> _Work to be completed_
The required output is the exact sequence of lines from the line holding "Would you mind placing a dot on the oven control" to the end of the records, inclusive.

> _Information shown_
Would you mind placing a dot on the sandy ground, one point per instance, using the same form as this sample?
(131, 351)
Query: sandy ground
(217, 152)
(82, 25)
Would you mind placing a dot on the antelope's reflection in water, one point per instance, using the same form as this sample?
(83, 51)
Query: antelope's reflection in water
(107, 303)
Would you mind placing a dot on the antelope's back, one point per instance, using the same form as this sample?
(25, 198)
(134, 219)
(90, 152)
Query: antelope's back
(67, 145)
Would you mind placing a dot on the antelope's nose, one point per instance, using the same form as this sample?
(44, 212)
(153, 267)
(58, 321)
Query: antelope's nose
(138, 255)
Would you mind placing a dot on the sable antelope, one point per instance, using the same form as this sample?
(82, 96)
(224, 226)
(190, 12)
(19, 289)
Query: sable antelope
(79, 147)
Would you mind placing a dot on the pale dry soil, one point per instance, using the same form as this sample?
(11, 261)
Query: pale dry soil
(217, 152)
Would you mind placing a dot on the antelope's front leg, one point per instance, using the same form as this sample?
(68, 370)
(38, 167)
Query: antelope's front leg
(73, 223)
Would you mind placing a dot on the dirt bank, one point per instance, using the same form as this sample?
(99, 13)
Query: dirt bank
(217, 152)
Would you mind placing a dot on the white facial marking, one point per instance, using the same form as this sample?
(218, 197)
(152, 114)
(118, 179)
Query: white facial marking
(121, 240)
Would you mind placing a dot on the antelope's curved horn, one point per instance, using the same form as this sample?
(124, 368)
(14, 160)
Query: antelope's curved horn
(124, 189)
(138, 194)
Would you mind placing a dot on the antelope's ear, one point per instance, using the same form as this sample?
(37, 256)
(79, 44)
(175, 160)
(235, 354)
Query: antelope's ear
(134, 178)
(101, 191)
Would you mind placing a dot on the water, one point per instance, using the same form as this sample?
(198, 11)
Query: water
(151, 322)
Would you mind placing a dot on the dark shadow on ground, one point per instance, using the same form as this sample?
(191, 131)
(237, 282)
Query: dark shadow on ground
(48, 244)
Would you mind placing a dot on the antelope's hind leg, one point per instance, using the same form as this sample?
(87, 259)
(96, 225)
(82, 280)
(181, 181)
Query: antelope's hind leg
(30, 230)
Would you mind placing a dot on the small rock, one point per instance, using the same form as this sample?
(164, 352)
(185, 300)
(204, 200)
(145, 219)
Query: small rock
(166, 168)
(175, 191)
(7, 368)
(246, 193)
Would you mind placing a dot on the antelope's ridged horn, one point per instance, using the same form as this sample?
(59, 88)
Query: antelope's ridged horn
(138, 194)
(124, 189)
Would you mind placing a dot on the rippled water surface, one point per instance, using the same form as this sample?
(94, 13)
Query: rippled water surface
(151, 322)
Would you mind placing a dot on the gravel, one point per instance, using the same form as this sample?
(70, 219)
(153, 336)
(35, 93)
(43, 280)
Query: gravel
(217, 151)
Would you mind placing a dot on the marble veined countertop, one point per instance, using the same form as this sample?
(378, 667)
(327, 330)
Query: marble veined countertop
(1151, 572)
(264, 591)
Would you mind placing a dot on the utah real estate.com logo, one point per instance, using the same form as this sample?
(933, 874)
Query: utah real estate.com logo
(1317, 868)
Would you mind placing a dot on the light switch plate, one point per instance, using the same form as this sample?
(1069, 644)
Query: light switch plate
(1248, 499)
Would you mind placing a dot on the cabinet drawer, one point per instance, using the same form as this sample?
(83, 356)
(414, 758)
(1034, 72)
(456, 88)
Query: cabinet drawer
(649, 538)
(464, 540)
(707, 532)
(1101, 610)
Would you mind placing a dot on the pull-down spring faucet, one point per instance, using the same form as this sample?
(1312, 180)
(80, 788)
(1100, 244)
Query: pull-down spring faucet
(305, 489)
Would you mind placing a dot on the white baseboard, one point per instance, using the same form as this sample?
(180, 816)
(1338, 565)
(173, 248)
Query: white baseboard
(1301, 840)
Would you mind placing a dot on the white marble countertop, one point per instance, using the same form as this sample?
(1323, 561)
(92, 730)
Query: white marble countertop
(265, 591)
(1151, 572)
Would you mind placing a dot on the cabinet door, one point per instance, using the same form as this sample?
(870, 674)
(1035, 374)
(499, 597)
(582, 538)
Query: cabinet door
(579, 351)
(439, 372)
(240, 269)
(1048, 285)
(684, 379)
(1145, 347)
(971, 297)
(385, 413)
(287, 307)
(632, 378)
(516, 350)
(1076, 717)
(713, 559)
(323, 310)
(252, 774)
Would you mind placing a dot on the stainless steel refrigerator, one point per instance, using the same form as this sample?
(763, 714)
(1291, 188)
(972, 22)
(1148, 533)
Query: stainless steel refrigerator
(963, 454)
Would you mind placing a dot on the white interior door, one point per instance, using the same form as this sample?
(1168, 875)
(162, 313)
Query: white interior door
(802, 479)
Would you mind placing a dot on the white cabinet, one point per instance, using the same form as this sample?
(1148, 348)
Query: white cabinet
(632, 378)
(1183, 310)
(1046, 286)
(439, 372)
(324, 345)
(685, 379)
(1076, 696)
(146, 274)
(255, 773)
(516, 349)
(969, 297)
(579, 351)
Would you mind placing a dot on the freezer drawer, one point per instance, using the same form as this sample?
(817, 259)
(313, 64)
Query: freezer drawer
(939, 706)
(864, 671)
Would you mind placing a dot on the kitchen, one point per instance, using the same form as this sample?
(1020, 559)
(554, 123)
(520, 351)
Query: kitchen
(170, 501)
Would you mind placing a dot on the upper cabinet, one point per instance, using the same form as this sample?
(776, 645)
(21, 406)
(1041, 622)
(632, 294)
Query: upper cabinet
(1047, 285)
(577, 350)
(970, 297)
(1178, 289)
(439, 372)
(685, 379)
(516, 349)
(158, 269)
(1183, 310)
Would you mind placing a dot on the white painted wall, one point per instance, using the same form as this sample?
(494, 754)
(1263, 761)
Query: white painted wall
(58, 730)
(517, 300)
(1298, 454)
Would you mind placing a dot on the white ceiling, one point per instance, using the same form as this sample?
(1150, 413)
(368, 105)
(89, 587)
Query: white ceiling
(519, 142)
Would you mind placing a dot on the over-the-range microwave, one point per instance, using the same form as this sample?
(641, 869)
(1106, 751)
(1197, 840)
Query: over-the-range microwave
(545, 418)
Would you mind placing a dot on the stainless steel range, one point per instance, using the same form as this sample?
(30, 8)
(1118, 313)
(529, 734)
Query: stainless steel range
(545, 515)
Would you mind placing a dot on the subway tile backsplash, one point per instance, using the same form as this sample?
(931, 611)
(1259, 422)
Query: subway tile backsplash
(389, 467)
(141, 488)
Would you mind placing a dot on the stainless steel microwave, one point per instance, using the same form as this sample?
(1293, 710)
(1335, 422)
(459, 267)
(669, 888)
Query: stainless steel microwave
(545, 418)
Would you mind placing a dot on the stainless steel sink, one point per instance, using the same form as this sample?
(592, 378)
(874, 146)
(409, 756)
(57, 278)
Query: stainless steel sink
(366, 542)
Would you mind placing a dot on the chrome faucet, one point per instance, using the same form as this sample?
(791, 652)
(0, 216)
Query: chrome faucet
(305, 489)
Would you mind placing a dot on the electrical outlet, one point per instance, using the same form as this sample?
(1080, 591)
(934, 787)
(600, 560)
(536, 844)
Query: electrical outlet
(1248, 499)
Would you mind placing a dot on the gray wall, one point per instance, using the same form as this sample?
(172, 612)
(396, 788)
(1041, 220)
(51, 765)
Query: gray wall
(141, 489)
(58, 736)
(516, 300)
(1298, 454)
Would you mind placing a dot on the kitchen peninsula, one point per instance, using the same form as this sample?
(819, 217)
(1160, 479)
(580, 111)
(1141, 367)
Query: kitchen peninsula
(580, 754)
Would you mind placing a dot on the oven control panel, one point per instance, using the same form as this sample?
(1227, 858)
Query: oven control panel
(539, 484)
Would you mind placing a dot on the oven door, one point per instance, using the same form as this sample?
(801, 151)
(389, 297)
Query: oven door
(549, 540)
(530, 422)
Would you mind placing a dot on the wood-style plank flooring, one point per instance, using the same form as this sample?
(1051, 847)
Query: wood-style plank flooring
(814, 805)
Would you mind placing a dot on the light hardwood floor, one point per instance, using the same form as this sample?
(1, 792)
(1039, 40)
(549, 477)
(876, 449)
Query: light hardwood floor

> _Complete output_
Would you mind placing a dot on the oven control panel, one point per instance, using the same form as this sample?
(1227, 858)
Query: oven control panel
(539, 484)
Would you mind placing a dot on the oven door, one point per instance, using the same form as this sample?
(801, 151)
(389, 297)
Query: oven door
(549, 540)
(530, 422)
Would you mind placing a dot on the wood-style plank flooring, one point per instance, using the same form as this sample?
(1051, 847)
Query: wood-style plank flooring
(814, 805)
Would you mind placing a dot on the light hardwood floor, one point per instance, using the same form as this sample?
(1, 792)
(1039, 40)
(549, 477)
(876, 449)
Query: light hardwood floor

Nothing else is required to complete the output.